(TEXTO PROPORCIONADO):
___

Tenemos un ciclo rotativo de escándalos sin desenlace real, en que cada nueva revelación provoca oleadas momentáneas de indignación ciudadana y promesas de sanción, pero al cabo de unos meses todo vuelve a la normalidad, como si nada hubiera pasado

Reforma de pensiones de Chile

Las últimas semanas han sido pródigas en revelaciones de alto impacto para la vida política del país, especialmente tras decretarse el fin al secreto de sumario y el consecuente levantamiento de la reserva en el caso ProCultura, que dio a la carpeta investigativa a un gran número de intervinientes. A partir de ahí, como si fuera aluvión cordillerano imposible de contener, las noticias se han sucedido, unas tras otras, revelando potenciales irregularidades en la asignación, transferencia y uso de fondos públicos. Objetivo sin duda loable, toda vez que la Fiscalía investiga la comisión de múltiples delitos que horadan la confianza pública.

Por el momento, el caso gira en torno a la búsqueda de las responsabilidades, tanto políticas como penales, pero no hay evidencia de un análisis más detallado y profundo acerca de quienes son los afectados que están al final de la cadena, los ciudadanos que potencialmente debían ser los beneficiarios de tales recursos. Lo más probable es que el término anticipado de los convenios en varias regiones del país dejó con el sabor amargo de la frustración a cientos de profesionales, artistas, gestores culturales y estudiantes que de la noche a la mañana vieron cómo sus proyectos se paralizaban por la falta de recursos.

___

(DATOS):
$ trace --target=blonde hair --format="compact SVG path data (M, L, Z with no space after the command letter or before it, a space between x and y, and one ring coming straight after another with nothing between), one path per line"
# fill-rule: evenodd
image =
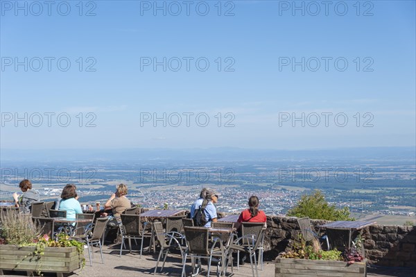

___

(TRABAJO SOLICITADO):
1. Responde estas preguntas sobre el texto del caso ProCultura:
(a) ¿Qué se decretó en el caso antes de que se sucedieran las revelaciones?
(b) ¿Qué investiga la Fiscalía?
(c) ¿En torno a qué gira el caso por el momento?
2. ¿Qué grupos de personas, según el texto sobre el caso ProCultura, vieron cómo sus proyectos se paralizaban por la falta de recursos?
3. Prosigue el texto sobre el caso ProCultura a partir de su última oración.

(RESPUESTAS):
1.
(a) Se decretó el fin del secreto de sumario, con el consecuente levantamiento de la reserva.
(b) La comisión de múltiples delitos que horadan la confianza pública.
(c) En torno a la búsqueda de las responsabilidades, tanto políticas como penales.

2. Profesionales, artistas, gestores culturales y estudiantes.

3.
De acuerdo con el informe final de la comisión investigadora de la Cámara de Diputados, el foco de la presunción es que una parte significativa de estos fondos habrían sido desviados para fines distintos al objeto de los convenios, tales como compras a sobreprecio y pagos a empresas vinculadas a integrantes de la fundación, mediante contratos directos sin respaldo documental. En el informe se lee que “los antecedentes recabados permiten apreciar un posible modus operandi sistemático”, dando a entender una acción concertada para defraudar al Estado, aprovechando los amplios vacíos de procedimiento y las debilidades institucionales existentes.

Y aquí estamos en la afanosa búsqueda de los responsables. Al final de cuentas todo este descalabro sucede, en gran parte, por la incapacidad del Estado para gestionar directamente estos recursos en beneficio de los ciudadanos; y también, por la ambición desmedida de algunos que vieron la oportunidad perfecta para beneficiarse de los recursos públicos bajo una aparente legalidad institucional. A pesar de la justificada indignación ciudadana que este y otros casos han provocado, hemos visto que tras el paso del tiempo, a veces no mucho, se difuminan las responsabilidades políticas, se alargan los plazos y se cultiva el olvido.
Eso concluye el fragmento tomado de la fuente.